▸ Tekst do czytania
Oblicza wojny

Oblicza wojny

Patrole, zamachy, obławy – to codzienność polskich żołnierzy w Iraku

Korespondencja z Iraku

Żołnierz, o którym piszę, nie chce podać swojego nazwiska. Nie godzi się też na zrobienie zdjęcia. Choć od wydarzeń, o których opowiada, minęło wiele tygodni, nadal nie nabrał do nich dystansu. Gdy mówi, nerwowo się uśmiecha i błądzi oczami. Zbyt często zaciąga się papierosem, by na końcu zdusić go z zupełnie niepotrzebnym impetem.
Najpierw było to dziecko – iracki chłopiec, który podczas postoju polskiego patrolu podszedł do jednego z honkerów. Śmiał się od ucha do ucha i wrzeszczał: „Bolanda, Bolanda!” (Polska, Polska!). Przywołany, oparł się o drzwi kabiny i z ciekawością zaglądał do środka. Uśmiechnął się jeszcze szerzej, gdy żołnierz wcisnął mu puszkę coca-coli. A gdy patrol ruszał, stał na ulicy, machając na pożegnanie. Kilkadziesiąt sekund później niespodziewany wybuch wyrwał drzwi terenówki. A przyjacielsko nastawiony chłopiec zapadł się pod ziemię. To on przyczepił do dżipa zdalnie sterowany ładunek. Szczęściem w nieszczęściu było, że siła eksplozji okazała się zbyt słaba, by wraz z drzwiami rozerwać na strzępy siedzącego przy nich pasażera…
Później zaś był ten ostrzał, także w czasie patrolu. Lecz mój rozmówca niewiele z niego pamięta. Tyle tylko, że poczuł szarpnięcie, uderzył głową w deskę rozdzielczą honkera i stracił przytomność. Dopiero od kolegów dowiedział się, że w zagłówku jego siedzenia utkwił pocisk z kałasznikowa. Niewiele brakowało, by przebił oparcie na wylot. Być może kula nie rozerwałaby kewlarowego hełmu. Być może…

Tytuł za gardła

Dużo mniej szczęścia mieli inni żołnierze koalicji – ofiary krwawego „Emira” pojmanego przez polskich komandosów kilkanaście dni temu.

▸ Krótkie zadanie 1
Czy przekształcisz w listę numerowaną bez pustych wierszy tę część rekordów, która zaczyna się wierszem zawierającym „Exercise. Point out the glass-walled”, a kończy wierszem zawierającym „[(848, 497)]”, wliczając oba te wiersze?
Tekst i rekordy nie mają ze sobą żadnego związku.

▸ Zestaw rekordów
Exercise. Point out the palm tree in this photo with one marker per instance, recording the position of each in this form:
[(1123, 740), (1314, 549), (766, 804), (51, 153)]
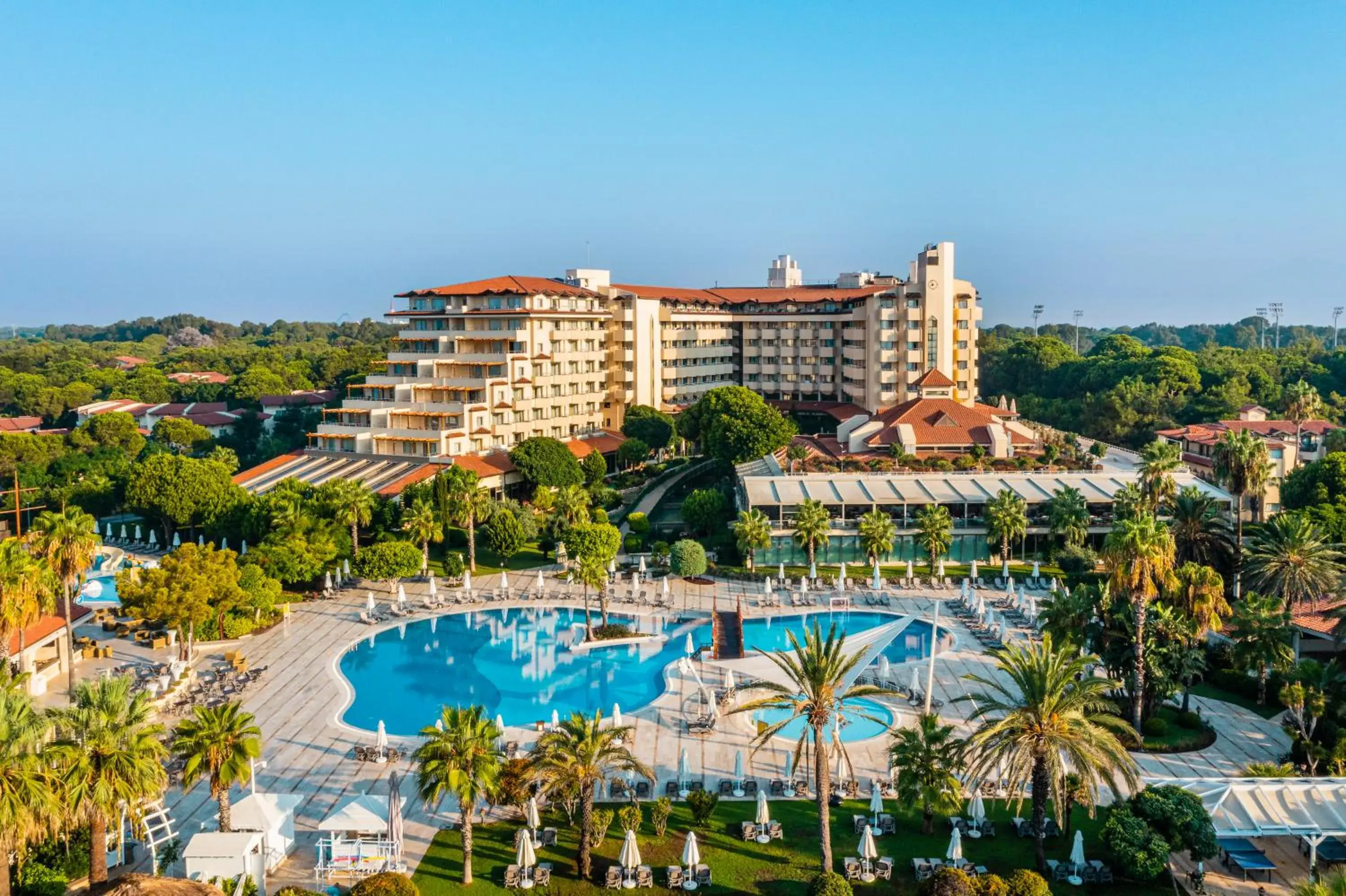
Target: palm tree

...

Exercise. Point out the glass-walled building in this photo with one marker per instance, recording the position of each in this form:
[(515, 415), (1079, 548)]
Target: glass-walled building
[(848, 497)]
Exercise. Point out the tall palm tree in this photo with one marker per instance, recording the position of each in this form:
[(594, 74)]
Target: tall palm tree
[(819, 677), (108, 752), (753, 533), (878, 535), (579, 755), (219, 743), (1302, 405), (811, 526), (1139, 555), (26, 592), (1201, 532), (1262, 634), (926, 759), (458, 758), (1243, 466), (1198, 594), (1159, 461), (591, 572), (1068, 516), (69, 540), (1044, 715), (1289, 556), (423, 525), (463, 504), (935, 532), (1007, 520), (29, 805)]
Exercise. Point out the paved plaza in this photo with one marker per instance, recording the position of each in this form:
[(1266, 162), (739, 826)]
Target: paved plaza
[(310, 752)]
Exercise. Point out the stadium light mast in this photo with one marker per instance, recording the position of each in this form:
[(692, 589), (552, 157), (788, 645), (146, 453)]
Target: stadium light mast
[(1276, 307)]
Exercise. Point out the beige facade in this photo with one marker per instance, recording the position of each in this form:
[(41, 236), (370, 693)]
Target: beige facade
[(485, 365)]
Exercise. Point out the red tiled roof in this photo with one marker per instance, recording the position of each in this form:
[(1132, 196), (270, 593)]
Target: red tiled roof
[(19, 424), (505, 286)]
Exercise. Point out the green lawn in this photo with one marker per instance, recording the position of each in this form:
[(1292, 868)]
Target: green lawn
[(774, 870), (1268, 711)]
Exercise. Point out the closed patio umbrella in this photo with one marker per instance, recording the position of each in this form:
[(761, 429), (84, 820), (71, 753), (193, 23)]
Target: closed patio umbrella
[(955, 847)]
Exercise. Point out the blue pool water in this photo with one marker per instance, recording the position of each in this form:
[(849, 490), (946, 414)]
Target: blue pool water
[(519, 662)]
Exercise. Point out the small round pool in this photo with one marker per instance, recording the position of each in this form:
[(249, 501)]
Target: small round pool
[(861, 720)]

---

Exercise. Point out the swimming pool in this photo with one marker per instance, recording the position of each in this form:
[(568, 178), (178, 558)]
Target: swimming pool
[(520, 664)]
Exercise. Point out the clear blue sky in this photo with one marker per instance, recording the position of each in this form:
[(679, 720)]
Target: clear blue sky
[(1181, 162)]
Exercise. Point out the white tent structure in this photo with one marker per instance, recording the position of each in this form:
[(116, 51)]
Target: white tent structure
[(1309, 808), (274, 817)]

▸ Krótkie zadanie 2
Przepisz bez zmian fragment tekstu o polskich żołnierzach w Iraku, który zaczyna się od słów „Korespondencja z Iraku”, a kończy słowami „go z zupełnie niepotrzebnym impetem.”.

▸ Rozwiązanie zadania 1
1. Exercise. Point out the glass-walled building in this photo with one marker per instance, recording the position of each in this form:
2. [(515, 415), (1079, 548)]
3. Target: glass-walled building
4. [(848, 497)]

▸ Rozwiązanie zadania 2
Korespondencja z Iraku

Żołnierz, o którym piszę, nie chce podać swojego nazwiska. Nie godzi się też na zrobienie zdjęcia. Choć od wydarzeń, o których opowiada, minęło wiele tygodni, nadal nie nabrał do nich dystansu. Gdy mówi, nerwowo się uśmiecha i błądzi oczami. Zbyt często zaciąga się papierosem, by na końcu zdusić go z zupełnie niepotrzebnym impetem.